## WHAT YOU NEED TO DO
Please, without the pictures, restate every entry exactly.

** EXERCISE DATA follows **

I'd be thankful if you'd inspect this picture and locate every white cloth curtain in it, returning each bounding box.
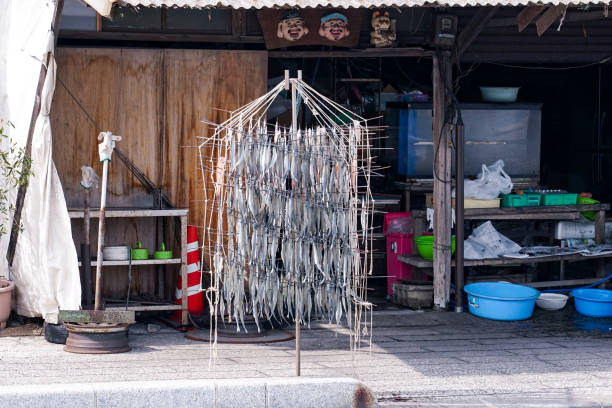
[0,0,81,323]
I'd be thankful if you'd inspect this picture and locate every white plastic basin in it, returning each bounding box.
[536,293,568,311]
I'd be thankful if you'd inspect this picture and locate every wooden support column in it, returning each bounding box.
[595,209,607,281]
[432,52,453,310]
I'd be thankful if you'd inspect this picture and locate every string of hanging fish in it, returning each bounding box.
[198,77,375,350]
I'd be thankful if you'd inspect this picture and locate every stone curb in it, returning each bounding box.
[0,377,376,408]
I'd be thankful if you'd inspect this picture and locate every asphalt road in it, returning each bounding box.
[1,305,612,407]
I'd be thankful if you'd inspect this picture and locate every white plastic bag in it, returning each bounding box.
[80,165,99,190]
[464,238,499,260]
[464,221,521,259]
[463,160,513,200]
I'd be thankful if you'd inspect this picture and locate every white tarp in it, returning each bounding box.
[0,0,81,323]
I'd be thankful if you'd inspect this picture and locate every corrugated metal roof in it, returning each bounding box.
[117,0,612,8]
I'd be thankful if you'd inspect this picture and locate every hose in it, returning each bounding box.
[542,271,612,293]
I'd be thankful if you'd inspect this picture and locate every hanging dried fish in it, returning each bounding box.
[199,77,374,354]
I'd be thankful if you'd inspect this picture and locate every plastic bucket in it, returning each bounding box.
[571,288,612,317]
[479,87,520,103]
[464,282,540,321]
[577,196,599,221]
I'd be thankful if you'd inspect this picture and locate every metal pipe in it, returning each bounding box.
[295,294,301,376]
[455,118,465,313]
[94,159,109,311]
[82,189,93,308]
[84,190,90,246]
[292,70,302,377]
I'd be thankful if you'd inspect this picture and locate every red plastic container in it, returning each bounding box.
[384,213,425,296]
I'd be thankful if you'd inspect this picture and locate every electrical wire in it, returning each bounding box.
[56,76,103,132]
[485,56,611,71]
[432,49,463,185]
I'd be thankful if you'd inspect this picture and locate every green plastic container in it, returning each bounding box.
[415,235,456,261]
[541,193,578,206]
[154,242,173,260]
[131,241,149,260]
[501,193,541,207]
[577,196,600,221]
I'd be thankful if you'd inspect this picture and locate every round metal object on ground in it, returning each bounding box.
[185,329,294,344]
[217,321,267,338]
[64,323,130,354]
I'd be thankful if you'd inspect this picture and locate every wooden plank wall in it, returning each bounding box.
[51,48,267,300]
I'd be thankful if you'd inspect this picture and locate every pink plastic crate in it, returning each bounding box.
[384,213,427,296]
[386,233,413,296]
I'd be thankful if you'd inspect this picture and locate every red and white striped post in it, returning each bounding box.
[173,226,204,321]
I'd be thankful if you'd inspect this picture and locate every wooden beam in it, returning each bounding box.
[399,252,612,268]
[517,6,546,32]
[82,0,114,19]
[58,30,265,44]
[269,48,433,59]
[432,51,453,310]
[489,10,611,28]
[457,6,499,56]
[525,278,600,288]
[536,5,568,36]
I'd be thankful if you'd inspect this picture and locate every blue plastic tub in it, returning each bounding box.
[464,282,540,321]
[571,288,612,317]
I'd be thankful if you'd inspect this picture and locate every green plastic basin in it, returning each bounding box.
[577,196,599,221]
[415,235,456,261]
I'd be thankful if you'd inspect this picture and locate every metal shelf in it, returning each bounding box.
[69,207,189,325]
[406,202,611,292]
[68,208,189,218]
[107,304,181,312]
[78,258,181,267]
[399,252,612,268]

** End of EXERCISE DATA **

## YOUR SOLUTION
I'd be thankful if you'd inspect this picture and locate every white cloth curtain in it, returning each bounding box.
[0,0,81,323]
I'd be thankful if you'd inspect this picture and locate every white plastic basin in it, returning each bounding box.
[536,293,568,311]
I'd be thankful if you'd inspect this picture and locate every wooden support column in it, returning each bounding box.
[595,209,607,281]
[432,52,453,310]
I'd be thankful if you'd inspect this picture and locate every string of hanging fish in it, returning each bounding box.
[198,77,375,350]
I'd be thankful if you'd inspect this picture and locate every stone curb in it, returning each bounding box.
[0,377,376,408]
I'd be thankful if you'd inspect this picture and locate every asphalt road in it, returning each bounding box.
[1,305,612,407]
I'd be thankful if you'd inspect this picture and locate every white plastic bag in it, returning each bounding box.
[80,165,99,190]
[464,238,499,260]
[464,221,521,259]
[463,160,513,200]
I'd be thankful if you'd inspect this picture and locate every white tarp in it, returning each bounding box.
[0,0,81,323]
I'd be thankful if you'd inspect this picture and locate every corrugated metal roof in it, returning each bounding box.
[117,0,612,8]
I'd be thankful if you'd inspect this picture and locate every hose in it, returning each bounding box.
[542,271,612,293]
I'd be thankful if you'd inspect this picture and locate every hanging dried fish in it, returning each bounding box.
[199,77,374,354]
I'd be thankful if you'd inspect this picture and locate every plastic bucket in it, returning each bounding box.
[571,288,612,317]
[479,87,520,103]
[464,282,540,321]
[577,196,599,221]
I'd be thankful if you'd inspect this picture and locate every metal pipe in it, returning each bounding box.
[295,294,301,376]
[455,118,465,313]
[94,159,109,311]
[82,189,93,308]
[84,190,90,246]
[292,70,302,377]
I'd be thankful if you'd inspect this picture and locate every red plastic container in it, returning each bounding box.
[384,213,425,296]
I'd be thankful if you'd inspect this picture and locate every electrical wire in it, returning each bounding box.
[56,76,103,132]
[485,56,611,71]
[432,49,463,185]
I'd be thankful if you'd inspect this picture and locate every green plastic container in it, returning each bounding box.
[415,235,456,261]
[541,193,578,206]
[154,242,173,260]
[131,241,149,260]
[501,193,541,207]
[577,196,600,221]
I'd be thankful if you'd inspect this picture and locate every round metal object on ground in it, returning each bounding box.
[185,329,294,344]
[217,321,267,338]
[64,323,130,354]
I'd be thankful if you'd inspect this picture and locate every wooden plank wall in it, returning each bounding box.
[51,48,267,300]
I'd be thankful if you'd inspect this picture and locate every pink plastic crate in it, returning each bounding box.
[384,213,427,296]
[386,233,413,296]
I'd be thankful if you'd inspect this picture and locate every red and white striped post in it, returning each bounding box.
[173,226,204,321]
I'd be thankful if you'd inspect this picture and locate every wooden beam in it, returning each bounding box.
[399,252,612,268]
[517,6,546,32]
[82,0,114,19]
[58,30,265,44]
[269,48,433,59]
[432,51,453,310]
[489,10,611,28]
[457,6,499,56]
[525,278,600,288]
[536,5,568,36]
I'd be thankful if you'd inspect this picture and locate every blue plastic tub in it, returning each bounding box.
[464,282,540,321]
[571,288,612,317]
I'd be thankful if you'd inspect this picture and locate every green plastic basin in it, returning each bounding box.
[577,196,599,221]
[415,235,456,261]
I'd be thankful if you'd inspect this picture and locate every metal shelf in it, returning each bounding box.
[69,207,189,325]
[406,202,611,292]
[68,208,189,218]
[107,304,181,312]
[78,258,181,267]
[399,252,612,268]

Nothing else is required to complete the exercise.